▶ _読解文_:
ソーシャル時代の中心にあるパラドクスとは、私達は同時に過剰かつ過小に何かをシェアしているという事だ。

過剰なシェアというのは、友達や家族、同僚その他多くの人が、ちゃんと読むことなど到底不可能な量のアップデートをキリもなく流し続けていることだ。

そして過小なシェアとは、TwitterやFacebookに投稿する時、公衆もしくは現実世界の付き合いとは関係ない、いい加減な意味での「友達」にプライベートを晒しているという感覚があるため、シェア出来るものもそれなりになってしまうという点だ。

このパラドクスに対し、急速に伸びているモバイルにおけるカテゴリ、メッセージアプリが解を示してくれる。

なぜメッセージングがソーシャルのニーズを満たすのか

これまで私は、メッセージアプリが携帯メールやSNSを隅に追いやった事や、なぜこういったメッセージアプリに決定的な主流のアプリがないのかについて見てきた。

スマートフォンとモバイルブロードバンドの台頭は、メッセージアプリが世界中のユーザーの心をつかんだ理由の1つだが、その人気ぶりの説明としては十分ではない。これを理解するために、メッセージングの心理学を考えてみたい。

その昔、SNSでは自分にとって居心地がよく、自分を表現できる空間があった。私が大学の新入生の時、Facebookで30人、Twitterで10人の私をフォローしている知り合いがいた。この仲間内のネットワークはプライベートなことをシェアできる親密な空間だった。

▶ _課題一覧_:
1. 読解文から、「ソーシャル時代の中心にあるパ」を含む語句で始まり「がないのかについて見てきた。」で終わる部分を、一字一句そのまま書き写してください。
2. 読解文について、次の問いに答えてください。
(a) 筆者が大学の新入生だった時、Facebookでは何人の知り合いにフォローされていたか。
(b) ソーシャル時代のパラドクスに解を示すとされているのは、モバイルにおけるどのカテゴリか。
(c) メッセージアプリの人気ぶりを理解するために、筆者は何を考えてみたいと述べているか。

▶ _項目の抜粋_:

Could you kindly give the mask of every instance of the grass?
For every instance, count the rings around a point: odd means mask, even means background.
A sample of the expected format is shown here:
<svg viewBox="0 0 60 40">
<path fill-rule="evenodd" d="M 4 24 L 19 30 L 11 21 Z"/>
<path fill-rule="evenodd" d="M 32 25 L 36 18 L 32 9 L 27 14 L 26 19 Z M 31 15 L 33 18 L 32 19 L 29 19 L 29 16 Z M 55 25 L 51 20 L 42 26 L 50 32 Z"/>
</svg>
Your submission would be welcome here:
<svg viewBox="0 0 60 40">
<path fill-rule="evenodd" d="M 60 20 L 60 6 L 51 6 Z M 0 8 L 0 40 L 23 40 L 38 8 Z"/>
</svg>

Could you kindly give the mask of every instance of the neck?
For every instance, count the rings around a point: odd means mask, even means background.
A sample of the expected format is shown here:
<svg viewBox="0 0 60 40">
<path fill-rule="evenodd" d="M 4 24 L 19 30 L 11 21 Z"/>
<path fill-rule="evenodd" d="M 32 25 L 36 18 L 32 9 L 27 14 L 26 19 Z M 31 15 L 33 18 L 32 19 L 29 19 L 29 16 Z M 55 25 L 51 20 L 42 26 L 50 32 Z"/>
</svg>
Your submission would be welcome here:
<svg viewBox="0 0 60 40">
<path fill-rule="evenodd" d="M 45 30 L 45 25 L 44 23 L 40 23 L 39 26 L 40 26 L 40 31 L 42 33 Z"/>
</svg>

▶ _課題別解答_:
1.
ソーシャル時代の中心にあるパラドクスとは、私達は同時に過剰かつ過小に何かをシェアしているという事だ。

過剰なシェアというのは、友達や家族、同僚その他多くの人が、ちゃんと読むことなど到底不可能な量のアップデートをキリもなく流し続けていることだ。

そして過小なシェアとは、TwitterやFacebookに投稿する時、公衆もしくは現実世界の付き合いとは関係ない、いい加減な意味での「友達」にプライベートを晒しているという感覚があるため、シェア出来るものもそれなりになってしまうという点だ。

このパラドクスに対し、急速に伸びているモバイルにおけるカテゴリ、メッセージアプリが解を示してくれる。

なぜメッセージングがソーシャルのニーズを満たすのか

これまで私は、メッセージアプリが携帯メールやSNSを隅に追いやった事や、なぜこういったメッセージアプリに決定的な主流のアプリがないのかについて見てきた。

2.
(a) 30人
(b) メッセージアプリ
(c) メッセージングの心理学